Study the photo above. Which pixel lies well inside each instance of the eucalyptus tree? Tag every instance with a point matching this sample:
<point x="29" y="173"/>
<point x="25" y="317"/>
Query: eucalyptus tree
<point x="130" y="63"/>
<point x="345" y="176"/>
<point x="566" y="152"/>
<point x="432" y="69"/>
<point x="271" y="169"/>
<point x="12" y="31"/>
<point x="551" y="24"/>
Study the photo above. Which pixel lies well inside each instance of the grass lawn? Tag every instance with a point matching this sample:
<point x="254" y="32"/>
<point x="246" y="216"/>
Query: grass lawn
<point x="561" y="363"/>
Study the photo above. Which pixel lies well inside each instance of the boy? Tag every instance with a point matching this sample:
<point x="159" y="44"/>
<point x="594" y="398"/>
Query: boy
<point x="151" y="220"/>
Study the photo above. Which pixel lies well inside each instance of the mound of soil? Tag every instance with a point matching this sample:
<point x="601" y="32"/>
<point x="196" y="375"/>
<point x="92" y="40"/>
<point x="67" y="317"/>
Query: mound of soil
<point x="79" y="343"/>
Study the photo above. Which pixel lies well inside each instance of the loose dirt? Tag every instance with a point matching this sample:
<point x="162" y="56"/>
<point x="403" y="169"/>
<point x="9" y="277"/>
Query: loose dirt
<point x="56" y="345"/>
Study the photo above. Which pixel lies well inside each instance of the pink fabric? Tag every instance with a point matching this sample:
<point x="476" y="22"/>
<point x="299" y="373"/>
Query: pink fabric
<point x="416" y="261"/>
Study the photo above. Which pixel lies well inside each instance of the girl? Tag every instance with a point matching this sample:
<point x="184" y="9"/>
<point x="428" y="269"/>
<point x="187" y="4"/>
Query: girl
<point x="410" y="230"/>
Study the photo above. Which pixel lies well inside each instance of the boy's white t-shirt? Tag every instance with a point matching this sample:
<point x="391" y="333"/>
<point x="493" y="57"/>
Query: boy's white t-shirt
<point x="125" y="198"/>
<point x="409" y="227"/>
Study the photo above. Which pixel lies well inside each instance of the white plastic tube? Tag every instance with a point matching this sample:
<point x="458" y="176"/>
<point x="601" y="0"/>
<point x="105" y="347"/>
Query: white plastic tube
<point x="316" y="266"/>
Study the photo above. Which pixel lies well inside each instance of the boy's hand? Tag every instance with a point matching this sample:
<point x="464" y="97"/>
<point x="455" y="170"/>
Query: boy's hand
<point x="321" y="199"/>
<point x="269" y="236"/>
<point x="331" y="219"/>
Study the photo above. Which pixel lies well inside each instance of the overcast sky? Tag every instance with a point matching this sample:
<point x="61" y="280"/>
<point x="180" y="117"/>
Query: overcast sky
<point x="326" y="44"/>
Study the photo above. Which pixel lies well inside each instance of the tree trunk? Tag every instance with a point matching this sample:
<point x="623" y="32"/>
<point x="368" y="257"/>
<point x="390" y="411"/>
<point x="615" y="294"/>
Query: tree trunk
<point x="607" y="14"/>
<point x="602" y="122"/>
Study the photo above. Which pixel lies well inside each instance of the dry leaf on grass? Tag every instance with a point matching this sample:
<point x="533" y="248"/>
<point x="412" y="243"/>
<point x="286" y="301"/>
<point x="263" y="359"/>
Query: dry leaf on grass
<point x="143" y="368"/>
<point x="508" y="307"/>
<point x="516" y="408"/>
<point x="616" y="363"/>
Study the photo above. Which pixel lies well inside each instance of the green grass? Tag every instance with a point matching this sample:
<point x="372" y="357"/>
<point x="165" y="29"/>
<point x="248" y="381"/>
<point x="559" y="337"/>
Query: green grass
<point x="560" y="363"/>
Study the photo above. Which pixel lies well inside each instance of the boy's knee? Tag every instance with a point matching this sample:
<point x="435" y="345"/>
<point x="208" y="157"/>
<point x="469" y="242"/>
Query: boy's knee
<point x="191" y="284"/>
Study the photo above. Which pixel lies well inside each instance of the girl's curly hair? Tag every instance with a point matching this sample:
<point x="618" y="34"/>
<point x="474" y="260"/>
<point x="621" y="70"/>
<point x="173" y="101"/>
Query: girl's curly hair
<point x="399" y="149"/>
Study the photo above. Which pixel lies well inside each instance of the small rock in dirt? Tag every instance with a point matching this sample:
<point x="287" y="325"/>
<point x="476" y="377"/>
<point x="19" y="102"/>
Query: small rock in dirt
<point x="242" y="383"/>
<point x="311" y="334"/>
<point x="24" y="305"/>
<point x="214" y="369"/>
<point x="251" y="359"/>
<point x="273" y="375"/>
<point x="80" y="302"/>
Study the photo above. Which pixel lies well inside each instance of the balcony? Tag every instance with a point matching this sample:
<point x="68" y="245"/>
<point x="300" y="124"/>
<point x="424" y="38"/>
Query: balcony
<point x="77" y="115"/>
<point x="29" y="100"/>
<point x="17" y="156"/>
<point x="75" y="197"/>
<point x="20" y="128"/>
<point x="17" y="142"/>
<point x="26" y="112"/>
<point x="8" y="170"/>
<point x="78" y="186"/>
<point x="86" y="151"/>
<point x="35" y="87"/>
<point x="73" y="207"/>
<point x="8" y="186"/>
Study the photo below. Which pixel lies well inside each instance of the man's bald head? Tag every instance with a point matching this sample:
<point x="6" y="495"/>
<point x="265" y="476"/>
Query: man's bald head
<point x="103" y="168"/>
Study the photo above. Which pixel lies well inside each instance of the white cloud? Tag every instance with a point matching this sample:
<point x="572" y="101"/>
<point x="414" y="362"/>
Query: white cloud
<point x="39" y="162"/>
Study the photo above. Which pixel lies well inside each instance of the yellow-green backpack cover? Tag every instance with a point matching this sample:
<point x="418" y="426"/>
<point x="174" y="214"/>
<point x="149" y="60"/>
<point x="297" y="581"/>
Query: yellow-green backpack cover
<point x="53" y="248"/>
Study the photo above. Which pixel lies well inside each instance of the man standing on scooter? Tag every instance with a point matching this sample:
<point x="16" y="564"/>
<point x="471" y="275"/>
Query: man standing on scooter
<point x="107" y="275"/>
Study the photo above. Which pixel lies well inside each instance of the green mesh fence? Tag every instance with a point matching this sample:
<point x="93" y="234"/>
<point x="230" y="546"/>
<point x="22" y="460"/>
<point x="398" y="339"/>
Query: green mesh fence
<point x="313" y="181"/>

_ _ _ _ _

## What you should do:
The listing above has to be repeated exactly, down to the last line.

## Task response:
Study the photo above. Which pixel lies well inside each instance of the eucalyptus tree? Tag every instance with a point matching this sample:
<point x="29" y="173"/>
<point x="25" y="317"/>
Query: eucalyptus tree
<point x="130" y="63"/>
<point x="345" y="176"/>
<point x="566" y="152"/>
<point x="432" y="69"/>
<point x="271" y="169"/>
<point x="12" y="31"/>
<point x="551" y="24"/>
Study the photo above. Which pixel lies well inside each instance of the grass lawn? Tag every instance with a point matching this sample:
<point x="254" y="32"/>
<point x="246" y="216"/>
Query: grass lawn
<point x="561" y="363"/>
Study the photo above. Which pixel lies well inside each instance of the boy? Tag every instance with a point matching this sample:
<point x="159" y="44"/>
<point x="594" y="398"/>
Query: boy
<point x="151" y="220"/>
Study the photo above. Which pixel lies well inside each instance of the mound of soil? Tag every instance with a point matching this sample:
<point x="601" y="32"/>
<point x="196" y="375"/>
<point x="92" y="40"/>
<point x="67" y="317"/>
Query: mound of soil
<point x="79" y="343"/>
Study the photo above. Which pixel lies well inside each instance of the loose dirt? Tag every instance with a point matching this sample:
<point x="162" y="56"/>
<point x="403" y="169"/>
<point x="9" y="277"/>
Query: loose dirt
<point x="56" y="345"/>
Study the photo above. Which pixel lies well inside each instance of the pink fabric? Tag every instance with a point matching this sample:
<point x="476" y="22"/>
<point x="299" y="373"/>
Query: pink fabric
<point x="416" y="261"/>
Study the photo above. Which pixel lies well inside each instance of the girl? Tag every instance with a point matching this sample:
<point x="184" y="9"/>
<point x="428" y="269"/>
<point x="187" y="4"/>
Query: girl
<point x="410" y="230"/>
Study the photo above. Which pixel lies well inside each instance of the boy's white t-shirt? Tag every instance with a point matching this sample:
<point x="391" y="333"/>
<point x="493" y="57"/>
Query: boy's white t-shirt
<point x="125" y="198"/>
<point x="409" y="227"/>
Study the photo above. Which pixel lies well inside each instance of the white plastic tube? Tag every instance with a point matching this sample:
<point x="458" y="176"/>
<point x="601" y="0"/>
<point x="105" y="347"/>
Query: white plastic tube
<point x="316" y="266"/>
Study the photo above. Which pixel lies well inside each instance of the boy's hand? Tag every instance with a point matching this sample:
<point x="464" y="97"/>
<point x="455" y="170"/>
Query: boy's hand
<point x="321" y="199"/>
<point x="269" y="236"/>
<point x="331" y="219"/>
Study the photo above. Which pixel lies well inside each instance of the overcast sky? Tag every instance with a point matching this sample:
<point x="61" y="280"/>
<point x="180" y="117"/>
Query: overcast sky
<point x="326" y="44"/>
Study the photo above. Which pixel lies well inside each instance of the tree trunk? Tag every instance with a point matching this sample:
<point x="623" y="32"/>
<point x="368" y="257"/>
<point x="390" y="411"/>
<point x="615" y="294"/>
Query: tree trunk
<point x="607" y="14"/>
<point x="602" y="122"/>
Study the photo above. Which pixel lies well inside each instance of the dry leaf on grass? Tag every instance with a point matching this sample:
<point x="533" y="248"/>
<point x="412" y="243"/>
<point x="286" y="301"/>
<point x="263" y="359"/>
Query: dry leaf on grass
<point x="143" y="368"/>
<point x="508" y="307"/>
<point x="516" y="408"/>
<point x="616" y="363"/>
Study the photo above. Which pixel lies well inside each instance of the green grass? Tag every instance with a point matching this sample:
<point x="372" y="357"/>
<point x="165" y="29"/>
<point x="248" y="381"/>
<point x="559" y="337"/>
Query: green grass
<point x="560" y="363"/>
Study the photo above. Which pixel lies well inside each instance of the boy's knee? Tag every instance with a point matching this sample:
<point x="435" y="345"/>
<point x="208" y="157"/>
<point x="469" y="242"/>
Query: boy's knee
<point x="191" y="284"/>
Study the photo above. Which pixel lies well inside each instance of the girl's curly hair? Tag every instance with a point matching this sample:
<point x="618" y="34"/>
<point x="474" y="260"/>
<point x="621" y="70"/>
<point x="173" y="101"/>
Query: girl's curly hair
<point x="399" y="149"/>
Study the photo above. Which pixel lies well inside each instance of the small rock in dirt? Tag every instance with a point matching this sample:
<point x="287" y="325"/>
<point x="476" y="377"/>
<point x="19" y="102"/>
Query: small rock in dirt
<point x="242" y="383"/>
<point x="311" y="334"/>
<point x="24" y="305"/>
<point x="214" y="369"/>
<point x="251" y="359"/>
<point x="273" y="375"/>
<point x="80" y="302"/>
Study the photo above. Which pixel lies well inside each instance of the balcony? Tag every instance with a point matching this sample:
<point x="68" y="245"/>
<point x="300" y="124"/>
<point x="424" y="38"/>
Query: balcony
<point x="77" y="115"/>
<point x="29" y="100"/>
<point x="17" y="156"/>
<point x="75" y="197"/>
<point x="20" y="128"/>
<point x="17" y="142"/>
<point x="26" y="112"/>
<point x="8" y="170"/>
<point x="78" y="186"/>
<point x="86" y="151"/>
<point x="35" y="87"/>
<point x="73" y="207"/>
<point x="8" y="186"/>
Study the photo below. Which pixel lies well inside each instance of the man's bald head? Tag every instance with a point matching this sample:
<point x="6" y="495"/>
<point x="265" y="476"/>
Query: man's bald head
<point x="103" y="168"/>
Study the photo above. Which pixel lies well inside each instance of the white cloud? Tag every instance with a point matching this sample:
<point x="572" y="101"/>
<point x="414" y="362"/>
Query: white cloud
<point x="39" y="162"/>
Study the photo above. Which pixel lies well inside each instance of the yellow-green backpack cover? Tag every instance with a point matching this sample:
<point x="418" y="426"/>
<point x="174" y="214"/>
<point x="149" y="60"/>
<point x="297" y="581"/>
Query: yellow-green backpack cover
<point x="53" y="248"/>
Study the photo above. Which pixel lies well inside each instance of the man standing on scooter? Tag every instance with a point matching this sample:
<point x="16" y="564"/>
<point x="471" y="275"/>
Query: man standing on scooter
<point x="107" y="275"/>
Study the photo above. Which pixel lies well inside each instance of the green mesh fence? Tag every instance with a point matching this sample:
<point x="93" y="234"/>
<point x="230" y="546"/>
<point x="22" y="460"/>
<point x="398" y="339"/>
Query: green mesh fence
<point x="313" y="181"/>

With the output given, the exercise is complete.